* GIVEN TEXT *
■ ■ ■ ■

The Black Stallion is a series of novels by Walter Farley, beginning with the book of the same name published in 1941. The title character, an Arab stallion also known as the Black, is a sheikh’s prized stallion who comes into possession of one Alec Ramsay. Later books in the series furnish the Black's backstory.

The novels are about the Black himself and the stallion's three main offspring: his firstborn colt, Satan; his second colt, Bonfire; and his firstborn filly, Black Minx. Along with the Black, the series introduces a second stallion that is considered the Black's only equal—The Island Stallion, Flame. This is a separate storyline until Flame and the Black meet in two books—The Black Stallion and Flame, and The Black Stallion Challenged. However, news of Flame's win in an international race in Cuba, and his mysterious disappearance, are mentioned at the end of The Black Stallion Mystery, which serves as the first introduction of this rival for the later books in which they meet.

The first two books, as well as the final book of the series, were adapted for the films The Black Stallion (1979), The Black Stallion Returns (1983), and The Young Black Stallion (2003).

The Black Stallion was described as "the most famous fictional horse of the century" by The New York Times.

==The Black Stallion books==
The original Black Stallion series listed here was written by Walter Farley. The Young Black Stallion, about the Black's early years, was written with Farley's son, Steven Farley, who continued The Young Black Stallion as a series for younger readers after the death of Walter Farley. Steven Farley has subsequently written additional Black Stallion novels, which are not included here.

1. The Black Stallion (1941): In the series' first book, teenaged Alec Ramsay, returning from India after visiting his missionary uncle, sees an untamed and apparently wild black stallion at an Arabian seaport. The black stallion is loaded onto the ship, but a violent storm causes the vessel to sink. Alec and the Black escape and are stranded together on a desert island. Dependent on each other for survival, the boy and horse learn to trust and love each other as they establish an amazingly strong emotional bond. After their rescue, Alec befriends retired racehorse trainer Henry Dailey, who lives near Alec in Flushing, New York. Henry recognizes the Black's superior breeding, and he and Alec secretly begin training the Black to race. But without a documented pedigree, Alec and Henry can only compete the Black as a mystery horse in a match race between two champions: Cyclone and Sun Raider.
2. The Black Stallion Returns (1945): Now famous for winning the match race, Alec discovers that two men are after the Black. One, an Arab sheikh, who claims he is the Black's rightful owner; while the other attempts to murder the beautiful steed. The sheikh proves he legally owns the Black and takes him back to Arabia, but Alec is determined to see his horse again. Following the pair to Arabia, Alec, along with Henry, encounters great evil and intrigue, as only a horse as spectacular as the Black could inspire.

■ ■ ■ ■

* DATASET CONTENT *
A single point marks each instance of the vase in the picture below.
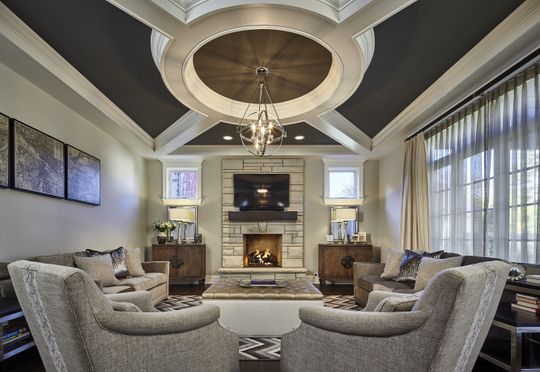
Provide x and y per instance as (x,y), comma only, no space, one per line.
(162,239)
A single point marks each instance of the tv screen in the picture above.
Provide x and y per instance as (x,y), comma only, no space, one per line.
(261,191)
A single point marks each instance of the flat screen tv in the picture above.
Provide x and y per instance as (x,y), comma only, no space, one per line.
(261,191)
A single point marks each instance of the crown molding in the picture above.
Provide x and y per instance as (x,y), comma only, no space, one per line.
(236,150)
(513,39)
(16,35)
(188,11)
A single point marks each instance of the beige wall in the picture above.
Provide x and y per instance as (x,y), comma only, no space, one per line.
(390,185)
(32,224)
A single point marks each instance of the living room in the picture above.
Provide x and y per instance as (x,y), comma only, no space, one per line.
(269,185)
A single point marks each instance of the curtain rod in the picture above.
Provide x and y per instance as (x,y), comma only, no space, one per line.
(499,80)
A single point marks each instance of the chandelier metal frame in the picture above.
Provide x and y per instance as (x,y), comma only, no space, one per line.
(259,130)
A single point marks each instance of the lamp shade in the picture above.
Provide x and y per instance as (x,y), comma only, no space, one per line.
(345,214)
(182,214)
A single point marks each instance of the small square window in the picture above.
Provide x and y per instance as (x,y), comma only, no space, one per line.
(343,184)
(183,183)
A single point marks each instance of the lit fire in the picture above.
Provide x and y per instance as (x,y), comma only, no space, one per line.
(265,258)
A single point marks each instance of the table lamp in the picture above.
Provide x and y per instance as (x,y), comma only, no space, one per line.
(344,215)
(184,216)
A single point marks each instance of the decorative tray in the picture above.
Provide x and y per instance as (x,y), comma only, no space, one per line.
(248,283)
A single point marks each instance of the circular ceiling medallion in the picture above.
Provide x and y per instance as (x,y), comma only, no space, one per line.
(296,64)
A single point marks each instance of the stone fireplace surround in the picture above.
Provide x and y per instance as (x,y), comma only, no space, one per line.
(292,232)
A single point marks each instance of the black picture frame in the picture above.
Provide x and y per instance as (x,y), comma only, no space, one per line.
(5,169)
(83,176)
(37,161)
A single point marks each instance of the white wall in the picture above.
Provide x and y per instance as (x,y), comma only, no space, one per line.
(390,186)
(33,224)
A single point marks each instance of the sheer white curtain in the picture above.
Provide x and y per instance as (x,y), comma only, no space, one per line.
(484,176)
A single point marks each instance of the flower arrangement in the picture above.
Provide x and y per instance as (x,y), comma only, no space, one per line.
(163,226)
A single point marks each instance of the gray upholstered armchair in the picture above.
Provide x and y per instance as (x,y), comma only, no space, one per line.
(76,329)
(443,332)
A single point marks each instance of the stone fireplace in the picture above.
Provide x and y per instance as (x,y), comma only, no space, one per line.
(262,250)
(237,236)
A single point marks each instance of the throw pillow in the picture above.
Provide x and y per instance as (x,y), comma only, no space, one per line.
(391,269)
(133,260)
(99,268)
(118,257)
(431,266)
(408,269)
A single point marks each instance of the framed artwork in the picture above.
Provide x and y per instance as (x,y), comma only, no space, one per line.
(38,161)
(4,151)
(83,177)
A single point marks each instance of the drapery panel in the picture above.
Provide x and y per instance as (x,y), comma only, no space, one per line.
(414,199)
(483,174)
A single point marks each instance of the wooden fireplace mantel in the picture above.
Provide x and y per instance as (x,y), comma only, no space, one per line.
(262,216)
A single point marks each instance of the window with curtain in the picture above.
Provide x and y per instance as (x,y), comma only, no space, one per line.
(484,174)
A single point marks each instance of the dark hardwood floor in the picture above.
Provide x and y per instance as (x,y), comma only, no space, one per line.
(31,362)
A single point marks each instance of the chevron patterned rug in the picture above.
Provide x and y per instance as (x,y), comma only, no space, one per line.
(257,348)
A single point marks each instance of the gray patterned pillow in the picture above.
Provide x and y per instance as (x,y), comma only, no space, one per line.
(408,268)
(119,261)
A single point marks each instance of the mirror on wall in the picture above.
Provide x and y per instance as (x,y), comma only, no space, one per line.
(343,223)
(186,220)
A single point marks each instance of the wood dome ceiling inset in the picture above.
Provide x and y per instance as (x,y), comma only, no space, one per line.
(296,64)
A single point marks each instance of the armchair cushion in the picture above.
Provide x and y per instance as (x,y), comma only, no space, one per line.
(394,304)
(390,301)
(142,299)
(376,283)
(430,266)
(363,323)
(125,306)
(142,283)
(158,323)
(99,268)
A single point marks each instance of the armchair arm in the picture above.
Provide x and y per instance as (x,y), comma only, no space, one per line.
(159,323)
(143,299)
(156,267)
(361,269)
(363,323)
(376,297)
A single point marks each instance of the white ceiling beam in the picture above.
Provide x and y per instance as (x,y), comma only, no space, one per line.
(188,127)
(337,127)
(237,150)
(373,14)
(513,39)
(150,14)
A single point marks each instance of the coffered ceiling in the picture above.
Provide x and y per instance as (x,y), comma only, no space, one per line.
(399,49)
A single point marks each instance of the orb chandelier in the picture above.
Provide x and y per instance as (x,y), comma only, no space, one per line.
(261,131)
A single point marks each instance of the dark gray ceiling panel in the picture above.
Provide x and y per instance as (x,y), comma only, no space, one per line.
(111,49)
(413,49)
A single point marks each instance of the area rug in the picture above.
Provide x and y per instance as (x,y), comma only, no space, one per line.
(257,348)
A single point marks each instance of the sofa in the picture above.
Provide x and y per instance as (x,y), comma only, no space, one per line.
(367,277)
(155,280)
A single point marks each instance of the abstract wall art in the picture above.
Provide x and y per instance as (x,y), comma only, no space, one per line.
(83,177)
(38,161)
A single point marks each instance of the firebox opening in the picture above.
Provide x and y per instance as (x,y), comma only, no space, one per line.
(262,250)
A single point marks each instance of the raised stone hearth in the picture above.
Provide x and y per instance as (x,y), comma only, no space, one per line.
(234,233)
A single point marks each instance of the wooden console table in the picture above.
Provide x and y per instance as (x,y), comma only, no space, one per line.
(187,261)
(336,260)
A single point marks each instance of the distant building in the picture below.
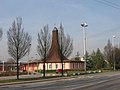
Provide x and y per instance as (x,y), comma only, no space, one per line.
(53,61)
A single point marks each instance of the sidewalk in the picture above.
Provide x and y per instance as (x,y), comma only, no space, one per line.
(31,81)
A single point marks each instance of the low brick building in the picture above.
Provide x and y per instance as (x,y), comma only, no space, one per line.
(53,61)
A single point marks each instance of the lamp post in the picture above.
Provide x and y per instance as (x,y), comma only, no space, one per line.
(37,62)
(114,51)
(28,58)
(3,66)
(84,25)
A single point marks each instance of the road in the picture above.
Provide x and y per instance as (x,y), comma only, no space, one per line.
(104,81)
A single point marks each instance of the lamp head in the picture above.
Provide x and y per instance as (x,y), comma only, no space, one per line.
(84,25)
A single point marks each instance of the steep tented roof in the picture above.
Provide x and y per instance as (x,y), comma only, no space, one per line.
(54,54)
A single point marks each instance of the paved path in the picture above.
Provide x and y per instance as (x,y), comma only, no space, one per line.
(103,81)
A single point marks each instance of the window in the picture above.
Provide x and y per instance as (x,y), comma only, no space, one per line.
(56,66)
(50,65)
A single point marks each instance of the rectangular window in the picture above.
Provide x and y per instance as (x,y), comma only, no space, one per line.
(56,66)
(50,66)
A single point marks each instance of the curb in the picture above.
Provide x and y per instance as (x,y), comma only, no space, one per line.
(40,80)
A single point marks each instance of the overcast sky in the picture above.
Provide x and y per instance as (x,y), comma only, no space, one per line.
(102,17)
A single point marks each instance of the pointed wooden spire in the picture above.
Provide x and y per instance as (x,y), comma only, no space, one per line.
(54,54)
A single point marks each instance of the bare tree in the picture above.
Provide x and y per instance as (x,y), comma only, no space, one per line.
(44,44)
(18,41)
(66,44)
(1,33)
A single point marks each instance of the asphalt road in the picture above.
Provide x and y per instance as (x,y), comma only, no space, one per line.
(106,81)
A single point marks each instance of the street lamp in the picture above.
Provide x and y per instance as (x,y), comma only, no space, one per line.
(37,61)
(3,66)
(28,57)
(114,51)
(84,25)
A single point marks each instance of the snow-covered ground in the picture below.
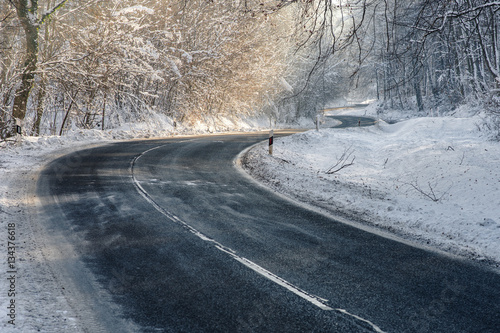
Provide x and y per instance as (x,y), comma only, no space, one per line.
(396,169)
(432,180)
(39,303)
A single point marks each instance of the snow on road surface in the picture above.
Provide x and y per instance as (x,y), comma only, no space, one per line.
(435,181)
(32,300)
(397,170)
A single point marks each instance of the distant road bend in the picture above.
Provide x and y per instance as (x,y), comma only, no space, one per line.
(179,240)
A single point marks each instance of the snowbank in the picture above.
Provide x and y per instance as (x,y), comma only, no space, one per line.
(431,180)
(40,304)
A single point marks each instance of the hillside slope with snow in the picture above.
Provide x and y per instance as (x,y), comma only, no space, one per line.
(434,181)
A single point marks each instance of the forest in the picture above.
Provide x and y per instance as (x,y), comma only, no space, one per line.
(97,64)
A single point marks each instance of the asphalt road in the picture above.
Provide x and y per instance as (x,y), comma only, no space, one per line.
(179,240)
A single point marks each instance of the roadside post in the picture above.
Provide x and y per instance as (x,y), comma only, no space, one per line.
(18,126)
(271,139)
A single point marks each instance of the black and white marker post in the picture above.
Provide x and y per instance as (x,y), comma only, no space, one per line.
(271,139)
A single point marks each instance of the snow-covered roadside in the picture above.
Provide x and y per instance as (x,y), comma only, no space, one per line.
(39,303)
(434,181)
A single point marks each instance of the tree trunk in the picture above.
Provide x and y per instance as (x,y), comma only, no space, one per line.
(27,79)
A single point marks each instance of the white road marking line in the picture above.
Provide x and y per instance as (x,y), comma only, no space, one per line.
(315,300)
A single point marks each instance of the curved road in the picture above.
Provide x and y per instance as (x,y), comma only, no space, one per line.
(179,240)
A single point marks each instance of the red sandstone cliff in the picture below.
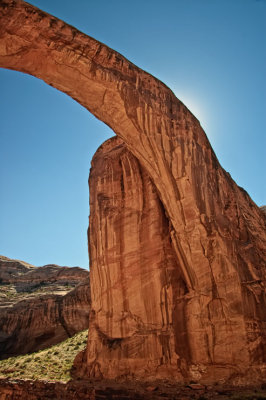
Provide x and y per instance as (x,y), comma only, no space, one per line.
(144,320)
(40,306)
(217,233)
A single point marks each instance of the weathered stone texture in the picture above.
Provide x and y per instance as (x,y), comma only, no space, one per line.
(40,306)
(145,321)
(217,233)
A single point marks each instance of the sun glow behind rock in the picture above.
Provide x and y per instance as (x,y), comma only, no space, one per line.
(196,106)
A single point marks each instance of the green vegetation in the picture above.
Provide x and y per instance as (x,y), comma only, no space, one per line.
(52,364)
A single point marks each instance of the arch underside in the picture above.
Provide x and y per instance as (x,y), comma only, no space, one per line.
(217,233)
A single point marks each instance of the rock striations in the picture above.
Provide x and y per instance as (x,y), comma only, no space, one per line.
(211,283)
(145,321)
(40,306)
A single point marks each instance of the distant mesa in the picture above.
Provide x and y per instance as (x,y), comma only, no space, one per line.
(177,249)
(40,306)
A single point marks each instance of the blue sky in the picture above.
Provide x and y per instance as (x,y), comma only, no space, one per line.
(211,53)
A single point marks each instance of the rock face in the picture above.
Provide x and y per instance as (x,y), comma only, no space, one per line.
(145,321)
(40,306)
(217,233)
(137,287)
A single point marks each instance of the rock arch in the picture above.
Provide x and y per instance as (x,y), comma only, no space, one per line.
(217,232)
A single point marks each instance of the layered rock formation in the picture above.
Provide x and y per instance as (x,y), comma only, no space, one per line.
(145,321)
(40,306)
(217,233)
(138,292)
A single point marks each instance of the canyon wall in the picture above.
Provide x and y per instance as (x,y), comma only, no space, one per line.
(40,306)
(145,321)
(217,233)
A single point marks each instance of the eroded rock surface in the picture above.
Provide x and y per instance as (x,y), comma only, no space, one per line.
(40,306)
(217,233)
(145,321)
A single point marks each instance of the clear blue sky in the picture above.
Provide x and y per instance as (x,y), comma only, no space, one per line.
(211,53)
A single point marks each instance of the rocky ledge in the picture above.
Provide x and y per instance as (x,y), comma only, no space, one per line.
(40,306)
(106,390)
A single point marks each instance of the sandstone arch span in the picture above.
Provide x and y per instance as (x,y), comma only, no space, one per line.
(216,231)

■ ■ ■ ■

* EXERCISE AIM *
According to the text about The Black Stallion, which newspaper called the Black "the most famous fictional horse of the century"? The rows have no connection to the text.

* YOUR RESPONSE *
The New York Times